◆ **Work to complete**:
a) In the guide on curating BIDS datasets, why does it suggest keeping one untouched copy of the initial data, and when is that copy unnecessary? Answer in one to three sentences.
b) Please answer these questions about the guide on curating BIDS datasets, with one short answer per line.
(i) Which two tools does the guide say you need for the rest of the workflow?
(ii) Which command confirms that BIDS Validator installed?
(iii) Where should the person organizing a data set record the changes they make?
c) Go on with the guide on curating BIDS datasets from the point where it stops.

(Text for analysis begins)

Curating BIDS Datasets

BIDS curation can be a frustrating process. This guide describes best practices for the curation process using a local filesystem. We divide this process into multiple stages.

Preparing your environment

If you are curating data on a Penn cluster, you will need to set up a conda environment for your project. For information on how to set up conda on each clustess instructions for CUBIC and instructions for PMACS. You will need to install datalad and CuBIDS for the rest of the steps in this workflow. To do so, create a conda environment.

If you’ve already got conda setup for environment management, please skip this step and instead directly download CuBIDS here. After that, you can head over to Stage 0.

Otherwise, the easiest way to get your CUBIC project user started is to download the project initialization script. Immediately upon getting access to your project, log in as the project user and run:

$ wget https://raw.githubusercontent.com/PennLINC/TheWay/main/scripts/cubic/cubic-setup-project-user.sh
$ bash cubic-setup-project-user.sh ${HOME}

Download and install CuBIDS. Note that this environment must be activated for the rest of the steps.

You’ll also need to install BIDS Validator:

$ conda install nodejs
$ npm install -g bids-validator
$ which bids-validator #to make sure it installed

Stage 0: Organization

The process begins when data arrives on one of our servers. While it may not be possible to document everything that has happened to the data prior to its arrival to our server, the goal of the organization step is to document as much as we can about the process of receiving the data, and any initial changes we might make to it. The person in charge of organizing a data set should document any changes they make in a Data Narrative along with any relevant scripts used to a git-tracked repository.

Create a project root directory. Initially we suggest keeping one copy of your initial data that will remain untouched as a backup during early stages of the workflow. This is not necessary if your data is archived elsewhere online. In the project root create a directory structure similar to this:

# the actual directory structure can
# vary depending on the needs of your project

project
├── original_data
│   ├── sub-1
│   ├── sub-2
│   ├── ...
│   └── sub-N
└── curation
    ├── code
    |   ├── sandbox                # a place for untracked files
    │   └── ProjectGithub          # the home for all your scripts, tracked by github
    |       └── DataNarrative.md   # the data narrative file
    └── BIDS

The original_data directory should be an unchanged copy of the original data. You can get a template Data Narrative file with:

$ wget https://raw.githubusercontent.com/PennLINC/RBC/master/Data_Narrative_Template.md

Next, add tracking to your project for scripts to be shared and tracked. data:

project
├── original_data
│   ├── sub-1
│   ├── sub-2
│   ├── ...
│   └── sub-N
└── curation
    ├── code
    |   ├── sandbox
    │   └── ProjectGithub         # add git here
    |       └── DataNarrative.md
    └── BIDS

You can add git like so:

$ git init

And remember, if you explicitly want to ignore something from tracking (with either git or datalad), add that path to a .gitnignore file (see here and here).

(Text for analysis ends)
(Dataset entries begins)

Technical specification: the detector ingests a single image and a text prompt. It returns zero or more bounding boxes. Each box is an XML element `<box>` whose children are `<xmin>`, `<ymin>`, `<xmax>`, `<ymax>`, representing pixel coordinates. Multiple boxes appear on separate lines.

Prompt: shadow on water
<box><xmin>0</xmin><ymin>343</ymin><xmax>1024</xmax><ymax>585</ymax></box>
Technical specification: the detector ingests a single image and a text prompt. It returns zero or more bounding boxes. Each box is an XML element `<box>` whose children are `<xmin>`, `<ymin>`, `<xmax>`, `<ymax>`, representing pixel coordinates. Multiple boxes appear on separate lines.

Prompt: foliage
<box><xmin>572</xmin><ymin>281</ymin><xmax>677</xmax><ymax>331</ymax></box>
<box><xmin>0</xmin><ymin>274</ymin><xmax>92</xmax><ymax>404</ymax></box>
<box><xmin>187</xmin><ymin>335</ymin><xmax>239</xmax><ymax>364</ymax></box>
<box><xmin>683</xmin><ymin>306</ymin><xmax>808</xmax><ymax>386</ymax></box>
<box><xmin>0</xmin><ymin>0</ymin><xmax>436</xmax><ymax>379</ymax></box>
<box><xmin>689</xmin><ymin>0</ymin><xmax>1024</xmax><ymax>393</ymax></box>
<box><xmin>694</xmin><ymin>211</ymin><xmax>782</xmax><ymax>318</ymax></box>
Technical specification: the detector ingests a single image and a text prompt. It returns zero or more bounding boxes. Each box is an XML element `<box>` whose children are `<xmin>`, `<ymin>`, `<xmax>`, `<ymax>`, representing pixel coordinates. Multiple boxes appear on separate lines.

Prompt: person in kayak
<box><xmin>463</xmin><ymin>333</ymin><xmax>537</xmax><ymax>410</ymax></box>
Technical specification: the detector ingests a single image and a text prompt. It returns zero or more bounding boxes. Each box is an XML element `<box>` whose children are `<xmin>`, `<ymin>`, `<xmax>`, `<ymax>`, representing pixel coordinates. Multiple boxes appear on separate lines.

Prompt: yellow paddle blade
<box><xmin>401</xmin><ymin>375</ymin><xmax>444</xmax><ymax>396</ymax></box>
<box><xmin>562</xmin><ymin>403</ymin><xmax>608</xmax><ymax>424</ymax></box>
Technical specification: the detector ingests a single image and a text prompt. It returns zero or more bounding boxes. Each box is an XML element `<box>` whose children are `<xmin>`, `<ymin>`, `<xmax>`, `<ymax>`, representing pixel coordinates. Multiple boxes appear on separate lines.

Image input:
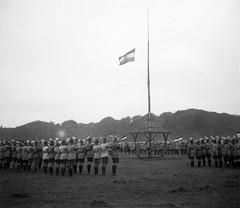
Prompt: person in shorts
<box><xmin>93</xmin><ymin>139</ymin><xmax>101</xmax><ymax>175</ymax></box>
<box><xmin>110</xmin><ymin>136</ymin><xmax>121</xmax><ymax>176</ymax></box>
<box><xmin>77</xmin><ymin>139</ymin><xmax>86</xmax><ymax>174</ymax></box>
<box><xmin>85</xmin><ymin>137</ymin><xmax>93</xmax><ymax>174</ymax></box>
<box><xmin>100</xmin><ymin>137</ymin><xmax>110</xmax><ymax>175</ymax></box>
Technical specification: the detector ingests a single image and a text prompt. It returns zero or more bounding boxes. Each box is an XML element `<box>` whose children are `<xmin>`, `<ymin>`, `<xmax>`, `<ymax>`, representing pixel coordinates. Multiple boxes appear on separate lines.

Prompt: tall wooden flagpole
<box><xmin>147</xmin><ymin>8</ymin><xmax>152</xmax><ymax>131</ymax></box>
<box><xmin>147</xmin><ymin>8</ymin><xmax>152</xmax><ymax>157</ymax></box>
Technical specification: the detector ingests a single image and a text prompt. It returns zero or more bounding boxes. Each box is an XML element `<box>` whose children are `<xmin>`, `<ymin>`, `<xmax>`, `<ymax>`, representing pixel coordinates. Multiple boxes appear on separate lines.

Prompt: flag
<box><xmin>121</xmin><ymin>136</ymin><xmax>127</xmax><ymax>141</ymax></box>
<box><xmin>119</xmin><ymin>48</ymin><xmax>135</xmax><ymax>65</ymax></box>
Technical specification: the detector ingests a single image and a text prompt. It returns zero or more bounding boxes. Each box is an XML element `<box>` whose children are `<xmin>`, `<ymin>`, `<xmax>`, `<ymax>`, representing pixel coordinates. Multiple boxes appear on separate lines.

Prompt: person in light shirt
<box><xmin>77</xmin><ymin>139</ymin><xmax>86</xmax><ymax>174</ymax></box>
<box><xmin>42</xmin><ymin>141</ymin><xmax>49</xmax><ymax>174</ymax></box>
<box><xmin>93</xmin><ymin>139</ymin><xmax>101</xmax><ymax>175</ymax></box>
<box><xmin>59</xmin><ymin>140</ymin><xmax>68</xmax><ymax>176</ymax></box>
<box><xmin>110</xmin><ymin>136</ymin><xmax>121</xmax><ymax>175</ymax></box>
<box><xmin>100</xmin><ymin>138</ymin><xmax>110</xmax><ymax>175</ymax></box>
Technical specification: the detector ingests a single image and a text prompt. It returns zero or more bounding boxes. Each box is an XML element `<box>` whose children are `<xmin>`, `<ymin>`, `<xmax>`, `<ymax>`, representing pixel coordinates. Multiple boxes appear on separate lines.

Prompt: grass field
<box><xmin>0</xmin><ymin>155</ymin><xmax>240</xmax><ymax>208</ymax></box>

(Dataset entries ends)

◆ **Responses by item number**:
a) The untouched copy serves as a backup during the early stages of the workflow. It is not needed if the data is already archived elsewhere online.

b)
(i) datalad and CuBIDS
(ii) which bids-validator
(iii) In a Data Narrative, with any relevant scripts in a git-tracked repository

c)
Add NIfTI information to the sidecars

Image files (NIfTI) are large binary files that contain information about the spatial coverage of MRI images. We want to be able to detect variability in this, but don’t necessarily want to always be reading it from NIfTI files. For example, the nifti files may be checked in to git annex or stored on a remote server. These are somewhat common use cases, so we recommend adding the information you would normally get from NIfTI files directly to the JSON files. CuBIDS comes with a NIfTI metadata extractor, which can be run with

$ cubids-add-nifti-info ~/project/original_data

Once run, you will find volume, dimension, and obliquity information in the JSON sidecars.

Removing sensitive metadata

⚠️ NOTE: This step must occur BEFORE any imaging data is checked in to datalad.

Sometimes the DICOM-to-NIfTI conversion process results in unwanted information in the JSON sidecars. You can use cubids-remove-metadata-fields to purge these from all .json files in your data. All unique metadata fields can be listed using cubids-print-metadata-fields.Be sure to note the fields you removed in your Data Narrative.

Sensitive fields, included in: AccessionNumber, PatientBirthDate, PatientID,
PatientName, PatientSex, AcquisitionDateTime, SeriesInstanceUID,
DeviceSerialNumber, InstitutionAddress, AcquisitionTime, StationName,
ReferringPhysicianName, InstitutionName, InstitutionalDepartmentName,
AccessionNumber were removed from all metadata files using
`cubids-remove-metadata-fields`.

Copying your Imaging Data

Now you can begin a datalad tracked dataset for your working BIDS data.

$ datalad create -c text2git BIDS

Finally, copy your data from original_data to the working BIDS dataset only once you are certain original_data/ is anonymized:

$ cp -r original_data/* curation/BIDS
$ datalad save -m "add initial data" curation

This could take some time depending on how big your input data is. The result will look like this:

project
├── original_data
│   ├── sub-1
│   ├── sub-2
│   ├── ...
│   └── sub-N
└── curation
    ├── code
    |   ├── sandbox
    │   └── ProjectGithub
    |       └── DataNarrative.md
    └── BIDS                      # BIDS data added
        ├── dataset_description.json
        ├── README.txt
        ├── sub-1
        ├── sub-2
        ├── ...
        └── sub-N

Admittedly, cp can be a time consuming process for very large BIDS datasets — we have a solution (currently available on PMACS) for a much quicker copy using bootstrapped datalad here.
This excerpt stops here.